Segment Open

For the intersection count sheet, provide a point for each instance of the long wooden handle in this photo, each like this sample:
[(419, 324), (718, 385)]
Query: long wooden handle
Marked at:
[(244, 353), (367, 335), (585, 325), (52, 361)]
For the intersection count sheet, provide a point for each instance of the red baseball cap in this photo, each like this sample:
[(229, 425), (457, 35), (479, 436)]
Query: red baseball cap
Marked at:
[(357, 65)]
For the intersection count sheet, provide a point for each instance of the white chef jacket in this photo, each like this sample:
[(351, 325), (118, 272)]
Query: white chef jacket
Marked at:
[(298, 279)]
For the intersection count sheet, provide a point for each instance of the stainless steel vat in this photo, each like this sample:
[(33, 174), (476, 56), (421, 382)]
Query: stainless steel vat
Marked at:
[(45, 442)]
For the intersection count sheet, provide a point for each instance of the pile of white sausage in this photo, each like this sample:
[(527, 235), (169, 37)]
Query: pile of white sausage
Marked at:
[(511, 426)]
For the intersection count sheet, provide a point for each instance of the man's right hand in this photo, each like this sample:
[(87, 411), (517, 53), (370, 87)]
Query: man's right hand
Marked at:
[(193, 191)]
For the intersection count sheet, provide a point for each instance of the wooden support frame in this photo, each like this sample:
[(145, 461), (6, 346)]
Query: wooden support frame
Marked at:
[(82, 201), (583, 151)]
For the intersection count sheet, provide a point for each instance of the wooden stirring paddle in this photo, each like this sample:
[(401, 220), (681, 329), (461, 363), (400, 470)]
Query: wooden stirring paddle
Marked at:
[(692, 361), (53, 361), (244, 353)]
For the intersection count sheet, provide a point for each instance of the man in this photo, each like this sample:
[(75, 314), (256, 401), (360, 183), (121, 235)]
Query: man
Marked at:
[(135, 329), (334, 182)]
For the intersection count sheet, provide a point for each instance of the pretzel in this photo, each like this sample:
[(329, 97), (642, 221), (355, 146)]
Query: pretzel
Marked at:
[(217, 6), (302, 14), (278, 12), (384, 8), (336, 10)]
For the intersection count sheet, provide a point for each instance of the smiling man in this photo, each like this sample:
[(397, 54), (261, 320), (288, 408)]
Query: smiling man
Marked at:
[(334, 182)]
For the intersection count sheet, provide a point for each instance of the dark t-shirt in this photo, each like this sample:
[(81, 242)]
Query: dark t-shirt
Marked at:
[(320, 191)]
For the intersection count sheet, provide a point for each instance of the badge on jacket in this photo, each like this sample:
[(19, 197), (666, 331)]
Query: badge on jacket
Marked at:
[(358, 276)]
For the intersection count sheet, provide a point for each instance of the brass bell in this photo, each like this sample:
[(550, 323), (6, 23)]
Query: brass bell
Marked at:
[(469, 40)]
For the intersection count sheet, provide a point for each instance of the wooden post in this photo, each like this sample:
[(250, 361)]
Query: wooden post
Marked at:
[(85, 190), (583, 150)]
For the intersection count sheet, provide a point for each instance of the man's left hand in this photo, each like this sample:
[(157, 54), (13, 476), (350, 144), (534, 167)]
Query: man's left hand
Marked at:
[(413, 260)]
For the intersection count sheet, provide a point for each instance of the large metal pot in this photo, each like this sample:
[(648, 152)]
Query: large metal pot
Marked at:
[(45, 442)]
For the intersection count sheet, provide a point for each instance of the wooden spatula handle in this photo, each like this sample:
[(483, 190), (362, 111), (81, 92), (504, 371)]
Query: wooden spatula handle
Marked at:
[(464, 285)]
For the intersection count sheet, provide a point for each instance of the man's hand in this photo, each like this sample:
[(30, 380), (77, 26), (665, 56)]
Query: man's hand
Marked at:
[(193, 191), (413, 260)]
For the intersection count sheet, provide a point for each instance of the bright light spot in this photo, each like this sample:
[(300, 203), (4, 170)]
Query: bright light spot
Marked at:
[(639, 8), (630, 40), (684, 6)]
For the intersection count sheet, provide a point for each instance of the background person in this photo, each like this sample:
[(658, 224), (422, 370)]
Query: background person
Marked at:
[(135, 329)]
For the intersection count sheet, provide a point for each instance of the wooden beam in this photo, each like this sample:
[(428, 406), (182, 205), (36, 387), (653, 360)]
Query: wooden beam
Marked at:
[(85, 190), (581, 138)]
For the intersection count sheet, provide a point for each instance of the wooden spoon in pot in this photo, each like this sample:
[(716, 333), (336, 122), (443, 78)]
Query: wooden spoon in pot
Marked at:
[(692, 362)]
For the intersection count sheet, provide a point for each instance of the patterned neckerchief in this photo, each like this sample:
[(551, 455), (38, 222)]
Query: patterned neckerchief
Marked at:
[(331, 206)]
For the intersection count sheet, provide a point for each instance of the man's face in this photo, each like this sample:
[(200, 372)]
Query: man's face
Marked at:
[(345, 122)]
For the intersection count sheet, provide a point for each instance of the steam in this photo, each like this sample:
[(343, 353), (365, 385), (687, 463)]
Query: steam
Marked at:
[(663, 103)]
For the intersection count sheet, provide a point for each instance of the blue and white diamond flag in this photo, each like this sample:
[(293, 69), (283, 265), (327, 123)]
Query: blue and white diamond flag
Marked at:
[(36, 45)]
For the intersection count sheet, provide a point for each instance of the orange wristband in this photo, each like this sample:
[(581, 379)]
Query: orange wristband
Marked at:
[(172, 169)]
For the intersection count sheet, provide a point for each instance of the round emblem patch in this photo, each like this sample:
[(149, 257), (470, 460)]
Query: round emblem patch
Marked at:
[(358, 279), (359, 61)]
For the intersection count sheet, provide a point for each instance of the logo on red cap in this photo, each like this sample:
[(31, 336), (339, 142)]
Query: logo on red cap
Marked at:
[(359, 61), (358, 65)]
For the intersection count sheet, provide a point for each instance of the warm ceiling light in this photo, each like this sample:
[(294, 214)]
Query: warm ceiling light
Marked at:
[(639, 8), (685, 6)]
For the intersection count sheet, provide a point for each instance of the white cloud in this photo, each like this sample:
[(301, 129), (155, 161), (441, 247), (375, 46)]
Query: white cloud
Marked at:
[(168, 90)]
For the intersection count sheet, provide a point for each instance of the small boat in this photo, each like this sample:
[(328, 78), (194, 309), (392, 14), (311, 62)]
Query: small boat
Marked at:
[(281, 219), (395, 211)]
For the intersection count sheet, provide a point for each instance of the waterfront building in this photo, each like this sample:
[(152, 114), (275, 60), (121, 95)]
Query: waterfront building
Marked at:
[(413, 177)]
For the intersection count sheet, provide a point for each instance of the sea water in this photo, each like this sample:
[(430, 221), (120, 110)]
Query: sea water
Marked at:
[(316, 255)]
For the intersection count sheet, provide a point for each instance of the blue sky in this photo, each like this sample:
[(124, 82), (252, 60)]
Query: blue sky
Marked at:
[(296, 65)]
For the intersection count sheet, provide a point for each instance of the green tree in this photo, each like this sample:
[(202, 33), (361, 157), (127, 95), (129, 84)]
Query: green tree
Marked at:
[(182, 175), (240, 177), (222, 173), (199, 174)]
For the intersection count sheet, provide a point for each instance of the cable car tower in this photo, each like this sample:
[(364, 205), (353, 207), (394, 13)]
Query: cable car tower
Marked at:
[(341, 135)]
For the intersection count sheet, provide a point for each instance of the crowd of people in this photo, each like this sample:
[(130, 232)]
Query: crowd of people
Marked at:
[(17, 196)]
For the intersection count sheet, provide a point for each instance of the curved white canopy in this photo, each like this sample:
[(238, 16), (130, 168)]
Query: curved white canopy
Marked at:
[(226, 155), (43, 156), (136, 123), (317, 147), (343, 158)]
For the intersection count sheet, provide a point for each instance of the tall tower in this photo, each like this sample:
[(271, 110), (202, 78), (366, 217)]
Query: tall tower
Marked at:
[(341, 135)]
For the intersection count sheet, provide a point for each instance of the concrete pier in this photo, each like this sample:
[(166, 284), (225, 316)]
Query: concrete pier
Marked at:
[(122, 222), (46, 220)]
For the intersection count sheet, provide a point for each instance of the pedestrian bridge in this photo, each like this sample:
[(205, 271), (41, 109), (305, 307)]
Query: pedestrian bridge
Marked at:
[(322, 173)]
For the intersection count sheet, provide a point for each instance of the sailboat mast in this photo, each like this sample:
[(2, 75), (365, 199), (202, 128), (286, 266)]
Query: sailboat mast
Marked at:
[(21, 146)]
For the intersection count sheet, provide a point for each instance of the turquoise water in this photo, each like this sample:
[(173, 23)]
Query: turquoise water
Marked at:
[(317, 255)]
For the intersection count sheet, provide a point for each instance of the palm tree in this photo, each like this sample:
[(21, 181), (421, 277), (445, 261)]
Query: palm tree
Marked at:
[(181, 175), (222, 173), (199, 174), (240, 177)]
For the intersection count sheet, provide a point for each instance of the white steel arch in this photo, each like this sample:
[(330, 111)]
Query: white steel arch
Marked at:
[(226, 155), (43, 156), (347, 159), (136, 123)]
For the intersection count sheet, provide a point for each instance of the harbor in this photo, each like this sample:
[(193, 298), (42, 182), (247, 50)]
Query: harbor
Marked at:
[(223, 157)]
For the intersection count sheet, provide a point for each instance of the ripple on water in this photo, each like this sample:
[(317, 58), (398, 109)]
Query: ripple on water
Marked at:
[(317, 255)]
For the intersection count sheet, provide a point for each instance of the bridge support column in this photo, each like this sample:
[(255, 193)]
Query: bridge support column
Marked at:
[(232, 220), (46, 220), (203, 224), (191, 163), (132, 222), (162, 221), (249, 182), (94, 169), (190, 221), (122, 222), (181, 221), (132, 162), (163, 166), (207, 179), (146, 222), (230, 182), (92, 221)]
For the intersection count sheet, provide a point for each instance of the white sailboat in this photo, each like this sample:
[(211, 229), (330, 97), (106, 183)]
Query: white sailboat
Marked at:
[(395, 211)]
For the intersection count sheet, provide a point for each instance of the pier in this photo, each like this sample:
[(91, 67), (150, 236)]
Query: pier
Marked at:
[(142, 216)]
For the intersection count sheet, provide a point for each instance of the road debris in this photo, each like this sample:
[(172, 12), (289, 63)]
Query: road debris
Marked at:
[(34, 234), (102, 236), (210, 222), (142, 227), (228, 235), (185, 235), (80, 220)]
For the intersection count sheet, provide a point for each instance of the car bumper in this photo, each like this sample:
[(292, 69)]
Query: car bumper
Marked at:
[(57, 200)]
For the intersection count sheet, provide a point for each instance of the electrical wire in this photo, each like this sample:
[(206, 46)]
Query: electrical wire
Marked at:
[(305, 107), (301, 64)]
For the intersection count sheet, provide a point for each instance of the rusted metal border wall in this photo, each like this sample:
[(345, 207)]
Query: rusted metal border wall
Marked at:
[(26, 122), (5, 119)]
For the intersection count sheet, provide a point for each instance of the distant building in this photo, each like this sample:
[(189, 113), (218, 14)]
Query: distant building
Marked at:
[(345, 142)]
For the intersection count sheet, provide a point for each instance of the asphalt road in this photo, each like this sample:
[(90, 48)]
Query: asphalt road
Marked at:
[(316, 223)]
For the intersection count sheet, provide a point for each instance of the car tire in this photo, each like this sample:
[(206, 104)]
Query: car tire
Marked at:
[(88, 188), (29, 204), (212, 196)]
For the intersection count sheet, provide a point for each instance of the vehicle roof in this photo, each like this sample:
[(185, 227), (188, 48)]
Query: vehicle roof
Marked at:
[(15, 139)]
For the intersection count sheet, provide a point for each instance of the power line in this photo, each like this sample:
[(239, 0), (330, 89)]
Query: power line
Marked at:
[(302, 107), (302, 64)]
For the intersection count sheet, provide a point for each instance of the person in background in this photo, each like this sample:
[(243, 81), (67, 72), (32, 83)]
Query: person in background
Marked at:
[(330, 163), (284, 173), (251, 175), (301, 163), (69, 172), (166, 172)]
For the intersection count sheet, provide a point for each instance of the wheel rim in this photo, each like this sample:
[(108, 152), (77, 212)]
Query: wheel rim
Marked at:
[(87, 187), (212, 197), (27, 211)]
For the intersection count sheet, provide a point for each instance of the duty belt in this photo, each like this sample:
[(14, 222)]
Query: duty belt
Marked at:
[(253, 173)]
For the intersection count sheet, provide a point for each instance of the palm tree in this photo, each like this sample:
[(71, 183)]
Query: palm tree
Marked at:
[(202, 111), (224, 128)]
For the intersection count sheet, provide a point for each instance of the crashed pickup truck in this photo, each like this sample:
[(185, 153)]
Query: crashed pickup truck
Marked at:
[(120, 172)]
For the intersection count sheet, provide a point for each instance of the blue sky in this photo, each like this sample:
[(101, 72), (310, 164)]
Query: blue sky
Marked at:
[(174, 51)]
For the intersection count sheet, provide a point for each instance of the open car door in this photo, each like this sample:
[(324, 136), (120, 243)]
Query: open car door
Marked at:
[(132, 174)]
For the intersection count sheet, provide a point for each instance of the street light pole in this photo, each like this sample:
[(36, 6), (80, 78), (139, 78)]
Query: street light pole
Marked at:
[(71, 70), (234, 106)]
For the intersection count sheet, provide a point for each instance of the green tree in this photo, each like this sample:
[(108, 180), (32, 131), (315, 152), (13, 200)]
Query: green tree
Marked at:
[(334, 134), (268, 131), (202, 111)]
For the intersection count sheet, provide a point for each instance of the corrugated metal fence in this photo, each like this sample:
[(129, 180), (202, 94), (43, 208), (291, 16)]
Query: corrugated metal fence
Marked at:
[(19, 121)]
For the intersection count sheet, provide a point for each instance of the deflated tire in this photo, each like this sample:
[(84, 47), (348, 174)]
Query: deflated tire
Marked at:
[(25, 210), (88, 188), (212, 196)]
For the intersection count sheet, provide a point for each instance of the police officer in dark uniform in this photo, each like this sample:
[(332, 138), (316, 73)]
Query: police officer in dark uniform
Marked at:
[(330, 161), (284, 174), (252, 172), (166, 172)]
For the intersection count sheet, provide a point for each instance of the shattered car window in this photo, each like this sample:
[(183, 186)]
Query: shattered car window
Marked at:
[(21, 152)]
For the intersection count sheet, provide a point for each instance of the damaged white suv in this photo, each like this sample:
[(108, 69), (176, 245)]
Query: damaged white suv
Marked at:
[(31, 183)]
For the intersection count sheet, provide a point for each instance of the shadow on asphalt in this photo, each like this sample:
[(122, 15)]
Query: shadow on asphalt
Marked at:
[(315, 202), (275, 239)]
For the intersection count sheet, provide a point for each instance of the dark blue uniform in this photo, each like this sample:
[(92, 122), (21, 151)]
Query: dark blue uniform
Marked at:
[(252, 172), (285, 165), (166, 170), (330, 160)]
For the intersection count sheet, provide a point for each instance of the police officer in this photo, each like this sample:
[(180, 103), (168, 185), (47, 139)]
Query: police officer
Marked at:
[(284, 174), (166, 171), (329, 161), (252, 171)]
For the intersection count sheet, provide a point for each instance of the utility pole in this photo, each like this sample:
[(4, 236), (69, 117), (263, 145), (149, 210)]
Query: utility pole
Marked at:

Segment Closed

● **Task details**: The required answer is the run of lines above, starting at the line with "Query: badge on jacket" and ending at the line with "Query: bright light spot", reproduced exactly with both ends.

● **Result for this task**:
Query: badge on jacket
Marked at:
[(358, 276)]
For the intersection count sheet, provide a point for each instance of the brass bell in this photo, each like this sample:
[(550, 323), (6, 23)]
Query: brass bell
Marked at:
[(469, 40)]
For the intersection count sheet, provide a point for each instance of the wooden post in this photo, each like this sample:
[(250, 361)]
Query: wooden post
Marked at:
[(85, 190), (583, 150)]
For the intersection count sheet, provide a point for each instance of the man's left hand in this photo, each like this sample:
[(157, 54), (13, 476), (350, 144), (534, 167)]
Query: man's left hand
Marked at:
[(413, 260)]
For the intersection count sheet, provide a point for each instance of the large metal pot in this photo, each like this sample:
[(648, 152)]
Query: large metal pot
Marked at:
[(45, 442)]
For the intersection count sheet, provide a point for each instance of the wooden spatula handle in this photo, each like this sample:
[(483, 190), (362, 111), (81, 92), (504, 371)]
Query: wooden spatula handle
Marked at:
[(464, 285)]
For the intersection count sheet, provide a point for each instance of the man's hand in this photo, each like this sample:
[(30, 380), (77, 26), (665, 56)]
Query: man's hand
Marked at:
[(193, 191), (413, 260)]
For the intersection count sheet, provide a point for each instance of the bright light spot in this photo, each like this sample:
[(300, 203), (4, 170)]
Query: bright light spot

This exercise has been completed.